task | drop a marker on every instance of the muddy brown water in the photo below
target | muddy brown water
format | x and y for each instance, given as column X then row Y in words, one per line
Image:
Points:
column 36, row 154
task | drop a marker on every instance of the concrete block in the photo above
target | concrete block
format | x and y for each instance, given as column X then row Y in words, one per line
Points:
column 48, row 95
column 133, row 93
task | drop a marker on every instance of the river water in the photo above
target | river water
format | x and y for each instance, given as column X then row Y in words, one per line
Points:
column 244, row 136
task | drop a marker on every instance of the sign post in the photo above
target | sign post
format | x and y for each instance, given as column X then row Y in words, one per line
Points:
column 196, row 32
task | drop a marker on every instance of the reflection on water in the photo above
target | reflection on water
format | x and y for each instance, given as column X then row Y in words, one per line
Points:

------------

▶ [Task objective]
Could you copy each line from the listing that has the word "above" in it?

▶ [Response area]
task | drop a marker on every instance of the concrete block in the photo above
task | drop a marker on every instance of the river water in the photo above
task | drop a marker on every instance of the sign post in the photo above
task | drop a marker on every instance of the reflection on water in the photo above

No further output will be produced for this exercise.